Text provided:
=== Section Start ===

Anita E. Bates is a visual artist and educator. And in her case, art truly does imitate life. What she creates is a reflection of what she sees, thinks, feels on any given day when the inspiration strikes. She is a proud, beautiful woman who has much to convey with the stroke of a brush, through an abstract color palette or vintage photos plastered in some way to canvas. She draws, she paints, she writes. A creator who does more than influence young lives. She changes them, surely, with passion and intelligence and sheer, unadulterated artistry. The love she has for what she does—both the art and the teaching of it—is palpable.
To an onlooker, she’s done everything right: graduated high school, scholarship to college, a few degrees, great husband, fulfilling job. You’d look at her and think she has, and has had a near perfect life. But like the most of us, she hasn’t. Though she wears a grand smile, a bright spirit and a sense of personal style inherited from both mother and grandmother respectively, things have been far from perfect.
Anita has, more than she would probably care to admit, lived in her pain body. She’s allowed that pain to foster relationships, both platonic and romantic, that have been unhealthy and provided little to no nourishment for her soul.

=== Section End ===

Image-grounded pointing items
=== Section Start ===

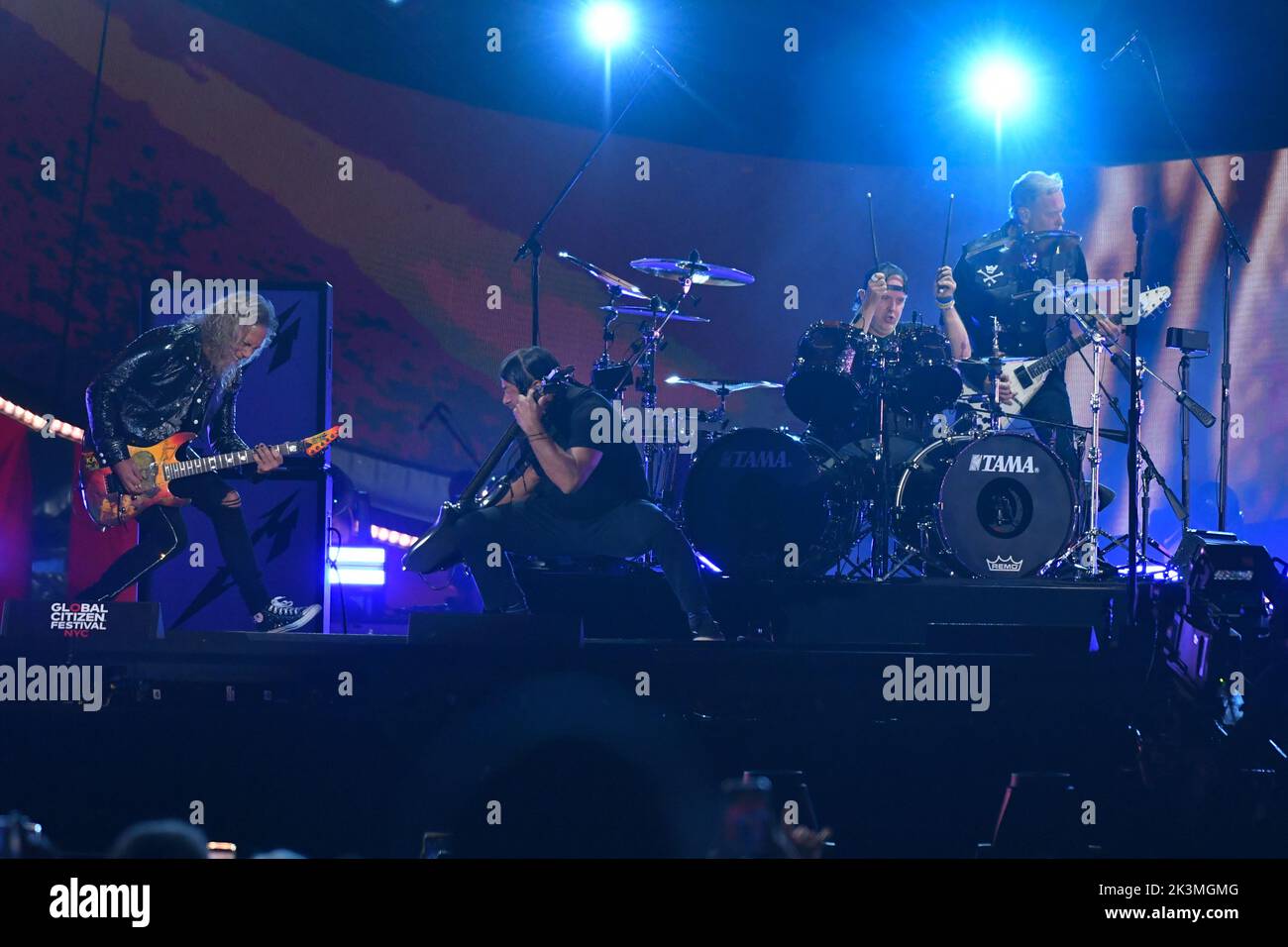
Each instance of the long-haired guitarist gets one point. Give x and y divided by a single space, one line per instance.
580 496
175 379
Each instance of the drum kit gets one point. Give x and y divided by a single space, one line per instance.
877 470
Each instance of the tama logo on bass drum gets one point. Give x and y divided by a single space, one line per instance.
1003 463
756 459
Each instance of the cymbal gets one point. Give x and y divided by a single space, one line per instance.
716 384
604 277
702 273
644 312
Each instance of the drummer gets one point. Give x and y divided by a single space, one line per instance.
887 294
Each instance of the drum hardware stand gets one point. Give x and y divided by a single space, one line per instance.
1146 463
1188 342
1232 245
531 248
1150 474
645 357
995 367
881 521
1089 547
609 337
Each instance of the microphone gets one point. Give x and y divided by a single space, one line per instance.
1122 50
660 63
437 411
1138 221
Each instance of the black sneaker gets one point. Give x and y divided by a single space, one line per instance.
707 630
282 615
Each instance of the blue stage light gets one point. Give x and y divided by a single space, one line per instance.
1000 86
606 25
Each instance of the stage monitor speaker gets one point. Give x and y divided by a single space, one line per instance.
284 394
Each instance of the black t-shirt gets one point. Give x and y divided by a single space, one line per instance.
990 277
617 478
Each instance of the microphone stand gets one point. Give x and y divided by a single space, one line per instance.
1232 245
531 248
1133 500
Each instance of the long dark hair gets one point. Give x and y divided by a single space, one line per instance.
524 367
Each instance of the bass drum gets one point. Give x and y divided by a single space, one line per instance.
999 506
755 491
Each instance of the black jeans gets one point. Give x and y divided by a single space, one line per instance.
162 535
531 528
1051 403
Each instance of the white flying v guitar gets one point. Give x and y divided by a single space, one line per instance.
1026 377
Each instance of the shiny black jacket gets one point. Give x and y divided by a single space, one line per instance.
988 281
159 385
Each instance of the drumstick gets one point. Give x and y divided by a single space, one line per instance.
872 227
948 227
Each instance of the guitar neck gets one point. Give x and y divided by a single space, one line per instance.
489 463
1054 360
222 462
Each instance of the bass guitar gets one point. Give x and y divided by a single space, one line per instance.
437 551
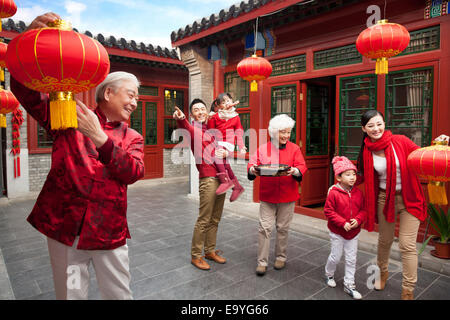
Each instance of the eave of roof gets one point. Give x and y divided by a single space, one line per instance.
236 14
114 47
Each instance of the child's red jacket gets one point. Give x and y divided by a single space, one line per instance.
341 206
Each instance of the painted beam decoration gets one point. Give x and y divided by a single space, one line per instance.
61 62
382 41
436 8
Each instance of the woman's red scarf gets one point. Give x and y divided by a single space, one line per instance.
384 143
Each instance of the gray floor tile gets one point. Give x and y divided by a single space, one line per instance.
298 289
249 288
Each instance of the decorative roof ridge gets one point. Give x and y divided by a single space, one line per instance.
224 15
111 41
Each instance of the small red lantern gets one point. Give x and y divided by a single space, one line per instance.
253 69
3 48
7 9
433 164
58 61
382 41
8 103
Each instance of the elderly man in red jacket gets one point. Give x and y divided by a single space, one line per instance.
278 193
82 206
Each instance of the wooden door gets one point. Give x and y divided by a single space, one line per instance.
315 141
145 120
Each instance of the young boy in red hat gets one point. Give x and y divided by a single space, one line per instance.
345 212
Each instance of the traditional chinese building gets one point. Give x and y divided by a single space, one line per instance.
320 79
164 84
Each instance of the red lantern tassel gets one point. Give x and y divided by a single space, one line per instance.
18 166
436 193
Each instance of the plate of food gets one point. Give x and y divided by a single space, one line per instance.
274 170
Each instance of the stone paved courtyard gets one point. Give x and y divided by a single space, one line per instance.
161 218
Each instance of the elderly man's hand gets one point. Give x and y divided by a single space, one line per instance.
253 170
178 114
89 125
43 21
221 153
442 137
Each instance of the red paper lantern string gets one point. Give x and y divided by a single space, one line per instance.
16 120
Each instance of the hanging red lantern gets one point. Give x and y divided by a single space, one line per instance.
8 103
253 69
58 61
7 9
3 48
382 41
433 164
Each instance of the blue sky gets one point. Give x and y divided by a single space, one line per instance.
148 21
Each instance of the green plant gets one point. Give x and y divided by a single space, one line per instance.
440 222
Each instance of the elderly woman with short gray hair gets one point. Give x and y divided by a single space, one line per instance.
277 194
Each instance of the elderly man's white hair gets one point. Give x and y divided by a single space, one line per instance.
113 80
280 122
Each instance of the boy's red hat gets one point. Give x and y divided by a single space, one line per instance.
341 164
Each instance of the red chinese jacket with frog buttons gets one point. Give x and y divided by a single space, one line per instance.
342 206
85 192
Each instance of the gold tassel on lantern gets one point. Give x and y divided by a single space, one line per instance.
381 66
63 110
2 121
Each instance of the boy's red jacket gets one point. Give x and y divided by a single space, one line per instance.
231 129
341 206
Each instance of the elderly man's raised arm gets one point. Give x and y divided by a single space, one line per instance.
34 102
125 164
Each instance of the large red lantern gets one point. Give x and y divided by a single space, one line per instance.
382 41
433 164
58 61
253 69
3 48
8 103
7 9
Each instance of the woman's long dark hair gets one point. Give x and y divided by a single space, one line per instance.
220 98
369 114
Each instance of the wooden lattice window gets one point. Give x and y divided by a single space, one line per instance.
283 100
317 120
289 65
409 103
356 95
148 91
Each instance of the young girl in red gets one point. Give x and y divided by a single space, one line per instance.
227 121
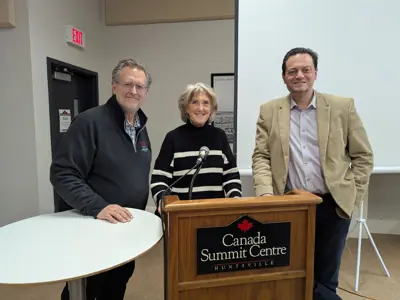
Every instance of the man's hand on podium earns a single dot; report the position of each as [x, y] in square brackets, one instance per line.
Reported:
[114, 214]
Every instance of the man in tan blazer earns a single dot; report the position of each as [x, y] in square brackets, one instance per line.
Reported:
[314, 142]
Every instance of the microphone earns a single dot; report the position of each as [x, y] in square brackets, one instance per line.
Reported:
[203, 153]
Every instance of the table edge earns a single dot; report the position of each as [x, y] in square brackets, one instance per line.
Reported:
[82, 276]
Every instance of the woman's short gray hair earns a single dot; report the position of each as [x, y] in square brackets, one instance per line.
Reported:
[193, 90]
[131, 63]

=== Section End ===
=== Section Start ===

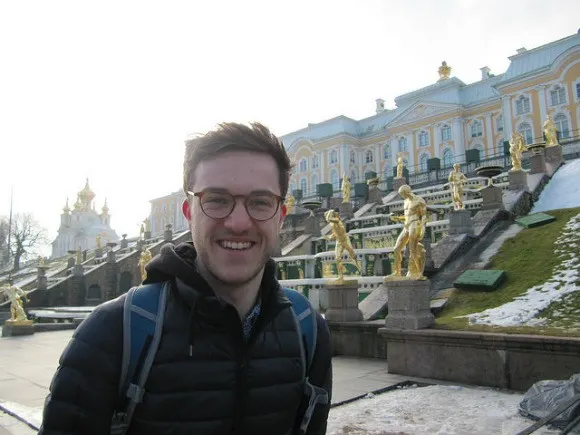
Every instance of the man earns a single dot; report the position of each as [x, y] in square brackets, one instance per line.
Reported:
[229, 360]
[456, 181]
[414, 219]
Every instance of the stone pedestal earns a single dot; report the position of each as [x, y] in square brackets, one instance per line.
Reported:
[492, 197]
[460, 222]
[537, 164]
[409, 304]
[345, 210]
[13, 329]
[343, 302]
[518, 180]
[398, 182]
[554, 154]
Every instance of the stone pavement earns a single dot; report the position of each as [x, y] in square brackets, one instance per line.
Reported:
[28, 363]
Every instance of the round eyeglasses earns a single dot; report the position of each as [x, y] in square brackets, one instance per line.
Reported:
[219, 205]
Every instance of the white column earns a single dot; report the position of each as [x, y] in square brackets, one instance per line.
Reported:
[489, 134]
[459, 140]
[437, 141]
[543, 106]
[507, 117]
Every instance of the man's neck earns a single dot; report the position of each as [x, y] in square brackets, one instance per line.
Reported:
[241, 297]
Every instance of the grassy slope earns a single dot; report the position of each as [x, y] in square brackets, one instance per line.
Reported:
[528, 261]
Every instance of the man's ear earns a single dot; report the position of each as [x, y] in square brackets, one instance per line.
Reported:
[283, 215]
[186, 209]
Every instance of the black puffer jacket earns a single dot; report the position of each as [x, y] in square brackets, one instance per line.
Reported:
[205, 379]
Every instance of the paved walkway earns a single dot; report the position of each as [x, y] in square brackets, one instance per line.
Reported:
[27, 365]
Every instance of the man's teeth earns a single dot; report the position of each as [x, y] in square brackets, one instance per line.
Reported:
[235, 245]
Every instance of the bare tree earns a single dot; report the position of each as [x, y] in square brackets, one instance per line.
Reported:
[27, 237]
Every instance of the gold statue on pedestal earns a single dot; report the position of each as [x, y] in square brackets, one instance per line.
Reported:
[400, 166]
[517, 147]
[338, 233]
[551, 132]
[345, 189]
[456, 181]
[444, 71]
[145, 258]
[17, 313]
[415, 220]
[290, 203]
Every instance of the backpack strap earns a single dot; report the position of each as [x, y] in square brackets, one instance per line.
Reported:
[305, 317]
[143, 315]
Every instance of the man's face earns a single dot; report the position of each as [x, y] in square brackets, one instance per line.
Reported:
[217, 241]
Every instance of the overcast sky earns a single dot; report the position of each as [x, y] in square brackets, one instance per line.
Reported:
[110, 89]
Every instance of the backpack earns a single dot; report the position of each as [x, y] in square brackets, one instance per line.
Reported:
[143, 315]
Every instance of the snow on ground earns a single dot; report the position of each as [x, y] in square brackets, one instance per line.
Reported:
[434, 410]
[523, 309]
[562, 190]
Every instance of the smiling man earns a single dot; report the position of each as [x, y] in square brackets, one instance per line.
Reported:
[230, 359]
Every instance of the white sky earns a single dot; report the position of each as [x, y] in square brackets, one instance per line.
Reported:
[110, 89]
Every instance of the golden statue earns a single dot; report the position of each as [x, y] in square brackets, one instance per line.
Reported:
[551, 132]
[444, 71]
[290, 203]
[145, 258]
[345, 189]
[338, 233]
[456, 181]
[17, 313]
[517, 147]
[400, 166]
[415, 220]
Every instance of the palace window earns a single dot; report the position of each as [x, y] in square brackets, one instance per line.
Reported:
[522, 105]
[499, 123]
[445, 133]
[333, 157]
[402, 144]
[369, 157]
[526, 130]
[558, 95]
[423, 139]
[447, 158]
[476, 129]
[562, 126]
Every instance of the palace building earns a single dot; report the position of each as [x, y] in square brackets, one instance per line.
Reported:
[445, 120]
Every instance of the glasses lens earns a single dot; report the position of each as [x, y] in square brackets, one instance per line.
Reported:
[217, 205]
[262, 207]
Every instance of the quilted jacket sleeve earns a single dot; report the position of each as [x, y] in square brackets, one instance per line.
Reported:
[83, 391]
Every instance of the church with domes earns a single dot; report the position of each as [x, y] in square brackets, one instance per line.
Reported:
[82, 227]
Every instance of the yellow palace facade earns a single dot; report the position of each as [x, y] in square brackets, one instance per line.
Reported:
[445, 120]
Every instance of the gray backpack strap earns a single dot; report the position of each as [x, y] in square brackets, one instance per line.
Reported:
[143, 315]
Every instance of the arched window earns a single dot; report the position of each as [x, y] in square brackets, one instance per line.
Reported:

=== Section End ===

Exercise description:
Answer these questions about the text on Anita E. Bates:
1. What two roles does the text say she holds?
2. What did she receive for college?
3. What kinds of relationships has she allowed her pain to foster?

Task solution:
1. Visual artist and educator.
2. A scholarship.
3. Unhealthy relationships, both platonic and romantic, that provided little to no nourishment for her soul.